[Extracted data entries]
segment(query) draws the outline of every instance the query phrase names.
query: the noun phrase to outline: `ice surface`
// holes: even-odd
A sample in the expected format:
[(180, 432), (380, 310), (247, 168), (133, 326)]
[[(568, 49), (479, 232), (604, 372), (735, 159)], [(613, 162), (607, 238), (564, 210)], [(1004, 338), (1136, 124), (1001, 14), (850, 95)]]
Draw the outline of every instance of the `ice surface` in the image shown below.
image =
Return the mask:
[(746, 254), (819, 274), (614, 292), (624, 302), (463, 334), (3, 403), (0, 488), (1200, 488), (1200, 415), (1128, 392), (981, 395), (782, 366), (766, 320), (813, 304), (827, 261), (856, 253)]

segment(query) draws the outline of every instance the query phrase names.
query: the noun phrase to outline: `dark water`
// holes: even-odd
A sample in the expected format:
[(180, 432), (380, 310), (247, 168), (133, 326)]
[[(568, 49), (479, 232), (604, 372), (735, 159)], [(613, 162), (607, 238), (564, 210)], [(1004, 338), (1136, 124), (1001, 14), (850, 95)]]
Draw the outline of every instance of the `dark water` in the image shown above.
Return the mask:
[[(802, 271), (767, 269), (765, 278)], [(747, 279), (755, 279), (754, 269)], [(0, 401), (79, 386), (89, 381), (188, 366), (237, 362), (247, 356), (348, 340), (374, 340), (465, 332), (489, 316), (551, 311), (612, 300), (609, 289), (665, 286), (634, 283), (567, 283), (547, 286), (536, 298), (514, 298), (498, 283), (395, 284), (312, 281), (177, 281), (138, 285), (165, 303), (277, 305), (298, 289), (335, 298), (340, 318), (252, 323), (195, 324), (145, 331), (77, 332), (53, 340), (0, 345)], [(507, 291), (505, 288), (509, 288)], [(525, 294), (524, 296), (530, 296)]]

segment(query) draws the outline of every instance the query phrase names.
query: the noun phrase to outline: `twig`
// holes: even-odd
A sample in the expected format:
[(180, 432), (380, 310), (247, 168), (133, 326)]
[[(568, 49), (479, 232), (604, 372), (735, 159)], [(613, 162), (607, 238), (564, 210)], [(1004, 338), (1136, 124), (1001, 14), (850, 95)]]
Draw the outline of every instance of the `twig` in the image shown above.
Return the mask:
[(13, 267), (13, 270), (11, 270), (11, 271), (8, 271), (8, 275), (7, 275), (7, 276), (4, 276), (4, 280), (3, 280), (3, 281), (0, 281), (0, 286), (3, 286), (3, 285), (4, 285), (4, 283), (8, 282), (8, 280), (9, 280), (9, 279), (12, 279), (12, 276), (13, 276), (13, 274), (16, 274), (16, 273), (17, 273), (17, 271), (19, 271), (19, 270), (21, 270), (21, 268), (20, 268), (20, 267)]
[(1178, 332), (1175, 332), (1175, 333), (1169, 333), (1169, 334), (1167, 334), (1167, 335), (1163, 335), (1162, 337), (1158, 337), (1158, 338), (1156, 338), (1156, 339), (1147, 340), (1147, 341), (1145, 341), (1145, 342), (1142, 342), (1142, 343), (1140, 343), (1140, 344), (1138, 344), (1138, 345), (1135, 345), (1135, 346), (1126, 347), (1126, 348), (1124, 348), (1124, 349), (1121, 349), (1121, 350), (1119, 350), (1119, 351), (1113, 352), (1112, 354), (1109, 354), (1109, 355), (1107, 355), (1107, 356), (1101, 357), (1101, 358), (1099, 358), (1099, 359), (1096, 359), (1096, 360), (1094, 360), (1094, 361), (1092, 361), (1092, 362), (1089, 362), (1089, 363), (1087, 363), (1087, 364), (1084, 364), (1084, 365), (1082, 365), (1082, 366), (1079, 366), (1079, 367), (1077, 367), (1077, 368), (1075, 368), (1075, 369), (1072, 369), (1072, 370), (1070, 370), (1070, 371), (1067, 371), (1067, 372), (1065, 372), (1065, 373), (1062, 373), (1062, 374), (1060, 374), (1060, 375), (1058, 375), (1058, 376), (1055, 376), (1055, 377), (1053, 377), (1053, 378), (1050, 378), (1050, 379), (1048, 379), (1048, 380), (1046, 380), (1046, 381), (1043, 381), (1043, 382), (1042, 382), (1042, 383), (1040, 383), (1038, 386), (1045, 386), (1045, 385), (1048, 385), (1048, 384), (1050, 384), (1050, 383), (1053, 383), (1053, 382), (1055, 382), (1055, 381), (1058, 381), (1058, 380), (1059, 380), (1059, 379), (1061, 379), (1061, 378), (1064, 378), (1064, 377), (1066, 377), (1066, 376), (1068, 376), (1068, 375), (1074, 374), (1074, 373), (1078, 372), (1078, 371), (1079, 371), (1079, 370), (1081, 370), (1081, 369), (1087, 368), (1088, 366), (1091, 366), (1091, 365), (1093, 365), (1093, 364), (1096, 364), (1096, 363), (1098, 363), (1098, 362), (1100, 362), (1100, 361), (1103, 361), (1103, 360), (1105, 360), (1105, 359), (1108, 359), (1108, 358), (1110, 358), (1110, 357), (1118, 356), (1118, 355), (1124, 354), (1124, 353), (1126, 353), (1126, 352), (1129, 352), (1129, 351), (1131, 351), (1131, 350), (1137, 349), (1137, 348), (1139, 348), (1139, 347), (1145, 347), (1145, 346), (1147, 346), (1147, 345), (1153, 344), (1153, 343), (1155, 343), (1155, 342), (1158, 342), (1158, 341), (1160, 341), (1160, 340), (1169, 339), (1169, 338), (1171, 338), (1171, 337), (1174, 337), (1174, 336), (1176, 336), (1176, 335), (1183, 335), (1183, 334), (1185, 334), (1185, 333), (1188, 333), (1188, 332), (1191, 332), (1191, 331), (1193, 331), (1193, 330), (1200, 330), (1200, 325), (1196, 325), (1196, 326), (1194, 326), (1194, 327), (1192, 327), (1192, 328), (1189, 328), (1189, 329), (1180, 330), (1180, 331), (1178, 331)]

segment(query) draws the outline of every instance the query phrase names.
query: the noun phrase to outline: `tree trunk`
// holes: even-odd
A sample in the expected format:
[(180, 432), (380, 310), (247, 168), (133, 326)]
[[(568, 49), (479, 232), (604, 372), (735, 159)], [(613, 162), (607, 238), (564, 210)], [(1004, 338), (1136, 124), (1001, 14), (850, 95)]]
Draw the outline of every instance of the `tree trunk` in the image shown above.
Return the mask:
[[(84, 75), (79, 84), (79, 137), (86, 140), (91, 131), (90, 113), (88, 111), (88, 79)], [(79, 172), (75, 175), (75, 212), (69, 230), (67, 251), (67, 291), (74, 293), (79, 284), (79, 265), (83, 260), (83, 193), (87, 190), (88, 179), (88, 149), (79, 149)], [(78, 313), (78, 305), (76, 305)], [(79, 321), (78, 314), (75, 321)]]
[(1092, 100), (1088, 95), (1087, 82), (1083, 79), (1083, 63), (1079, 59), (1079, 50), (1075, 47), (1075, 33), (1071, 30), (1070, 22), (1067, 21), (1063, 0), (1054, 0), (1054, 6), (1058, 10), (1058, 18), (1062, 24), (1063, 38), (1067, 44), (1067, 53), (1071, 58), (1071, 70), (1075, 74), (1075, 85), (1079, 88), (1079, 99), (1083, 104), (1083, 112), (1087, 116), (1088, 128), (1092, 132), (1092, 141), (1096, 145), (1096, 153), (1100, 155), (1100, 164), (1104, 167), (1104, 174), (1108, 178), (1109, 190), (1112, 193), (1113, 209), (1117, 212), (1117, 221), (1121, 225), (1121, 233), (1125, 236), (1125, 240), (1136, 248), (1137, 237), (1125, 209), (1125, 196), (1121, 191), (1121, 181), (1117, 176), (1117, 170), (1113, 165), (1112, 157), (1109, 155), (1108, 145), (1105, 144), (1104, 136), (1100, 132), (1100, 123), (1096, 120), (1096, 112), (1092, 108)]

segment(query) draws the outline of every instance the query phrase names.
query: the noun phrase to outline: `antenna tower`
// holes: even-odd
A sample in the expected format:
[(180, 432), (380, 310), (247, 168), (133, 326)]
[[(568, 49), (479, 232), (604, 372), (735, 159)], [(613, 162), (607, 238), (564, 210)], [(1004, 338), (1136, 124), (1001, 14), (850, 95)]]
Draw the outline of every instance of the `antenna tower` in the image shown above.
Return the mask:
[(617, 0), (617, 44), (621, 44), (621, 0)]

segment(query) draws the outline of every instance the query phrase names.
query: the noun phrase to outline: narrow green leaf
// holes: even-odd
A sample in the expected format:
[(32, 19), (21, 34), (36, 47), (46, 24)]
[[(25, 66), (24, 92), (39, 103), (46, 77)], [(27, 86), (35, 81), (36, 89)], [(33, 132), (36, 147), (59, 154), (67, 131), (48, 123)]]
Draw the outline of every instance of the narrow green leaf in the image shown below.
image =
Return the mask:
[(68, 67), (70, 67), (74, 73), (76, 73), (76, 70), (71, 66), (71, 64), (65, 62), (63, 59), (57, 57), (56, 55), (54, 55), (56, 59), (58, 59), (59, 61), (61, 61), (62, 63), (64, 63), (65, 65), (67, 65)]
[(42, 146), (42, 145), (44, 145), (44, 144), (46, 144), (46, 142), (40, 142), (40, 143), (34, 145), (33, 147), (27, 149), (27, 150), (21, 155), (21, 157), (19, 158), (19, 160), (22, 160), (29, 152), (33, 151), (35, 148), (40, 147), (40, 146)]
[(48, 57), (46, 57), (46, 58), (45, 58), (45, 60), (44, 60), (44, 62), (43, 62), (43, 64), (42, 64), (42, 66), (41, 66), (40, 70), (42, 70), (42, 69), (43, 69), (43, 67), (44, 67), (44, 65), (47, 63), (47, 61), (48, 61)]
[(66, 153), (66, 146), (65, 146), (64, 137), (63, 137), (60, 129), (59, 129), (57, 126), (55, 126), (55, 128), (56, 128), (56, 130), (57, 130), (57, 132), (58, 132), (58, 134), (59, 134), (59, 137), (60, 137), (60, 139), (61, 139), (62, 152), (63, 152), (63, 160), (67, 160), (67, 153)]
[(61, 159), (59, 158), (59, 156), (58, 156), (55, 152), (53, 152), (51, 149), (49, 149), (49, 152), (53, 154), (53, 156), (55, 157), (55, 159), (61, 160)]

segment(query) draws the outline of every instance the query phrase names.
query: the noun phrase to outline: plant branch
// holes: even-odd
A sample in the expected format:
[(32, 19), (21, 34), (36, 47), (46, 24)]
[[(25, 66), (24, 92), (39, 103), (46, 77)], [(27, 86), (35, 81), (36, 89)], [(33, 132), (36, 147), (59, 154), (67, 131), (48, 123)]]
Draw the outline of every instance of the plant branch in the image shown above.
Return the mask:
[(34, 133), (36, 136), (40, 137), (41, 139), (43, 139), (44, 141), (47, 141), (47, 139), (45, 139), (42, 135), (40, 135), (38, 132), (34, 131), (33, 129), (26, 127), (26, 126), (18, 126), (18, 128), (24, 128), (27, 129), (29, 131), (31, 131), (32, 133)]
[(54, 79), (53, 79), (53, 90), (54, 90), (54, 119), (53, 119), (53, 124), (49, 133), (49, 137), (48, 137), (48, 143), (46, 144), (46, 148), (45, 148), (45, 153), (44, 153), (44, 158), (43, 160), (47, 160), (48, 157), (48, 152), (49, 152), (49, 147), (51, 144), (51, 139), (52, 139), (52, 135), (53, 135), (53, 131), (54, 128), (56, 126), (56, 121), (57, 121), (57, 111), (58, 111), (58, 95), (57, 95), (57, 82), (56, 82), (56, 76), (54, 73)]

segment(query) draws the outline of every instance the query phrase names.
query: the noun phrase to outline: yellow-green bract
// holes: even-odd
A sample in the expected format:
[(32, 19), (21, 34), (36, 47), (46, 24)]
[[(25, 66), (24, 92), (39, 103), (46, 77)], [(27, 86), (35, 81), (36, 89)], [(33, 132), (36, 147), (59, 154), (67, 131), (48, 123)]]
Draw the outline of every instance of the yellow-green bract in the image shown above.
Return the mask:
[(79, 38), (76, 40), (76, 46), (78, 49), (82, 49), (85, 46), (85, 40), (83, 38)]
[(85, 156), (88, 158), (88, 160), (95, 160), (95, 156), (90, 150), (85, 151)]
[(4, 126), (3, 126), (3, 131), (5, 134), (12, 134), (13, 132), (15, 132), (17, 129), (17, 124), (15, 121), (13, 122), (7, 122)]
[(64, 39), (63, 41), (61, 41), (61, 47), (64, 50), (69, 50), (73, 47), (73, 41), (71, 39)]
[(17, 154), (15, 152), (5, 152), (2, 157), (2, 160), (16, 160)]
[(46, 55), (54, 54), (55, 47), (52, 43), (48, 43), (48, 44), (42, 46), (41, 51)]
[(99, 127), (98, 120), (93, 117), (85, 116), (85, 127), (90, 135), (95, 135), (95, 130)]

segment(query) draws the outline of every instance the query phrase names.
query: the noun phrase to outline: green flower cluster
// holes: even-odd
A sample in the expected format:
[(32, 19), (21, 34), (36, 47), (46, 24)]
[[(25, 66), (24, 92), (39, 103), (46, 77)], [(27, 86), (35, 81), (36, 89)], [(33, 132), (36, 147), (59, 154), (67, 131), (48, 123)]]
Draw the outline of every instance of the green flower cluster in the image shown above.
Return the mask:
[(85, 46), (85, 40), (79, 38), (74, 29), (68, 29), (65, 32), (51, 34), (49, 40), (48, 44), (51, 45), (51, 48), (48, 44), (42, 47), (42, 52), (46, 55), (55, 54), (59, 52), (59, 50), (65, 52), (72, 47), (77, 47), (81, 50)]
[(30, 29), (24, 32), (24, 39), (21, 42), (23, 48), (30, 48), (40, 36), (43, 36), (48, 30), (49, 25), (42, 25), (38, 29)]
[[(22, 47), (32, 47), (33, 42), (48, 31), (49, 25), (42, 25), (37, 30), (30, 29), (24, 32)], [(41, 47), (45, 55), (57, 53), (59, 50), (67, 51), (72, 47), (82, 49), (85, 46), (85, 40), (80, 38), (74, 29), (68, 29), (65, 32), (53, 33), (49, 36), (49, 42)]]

_What this task involves_
Where a line of the records above holds the word "noun", copy that line.

_Answer section_
query: the noun phrase to outline: `ice surface`
query: the noun phrase to outline: `dark water`
query: the noun phrase to outline: `twig`
query: the noun phrase to outline: `tree trunk`
query: the noun phrase to outline: `antenna tower`
query: the noun phrase to outline: narrow green leaf
query: the noun phrase to outline: plant branch
query: the noun phrase to outline: yellow-green bract
query: the noun phrase to outline: green flower cluster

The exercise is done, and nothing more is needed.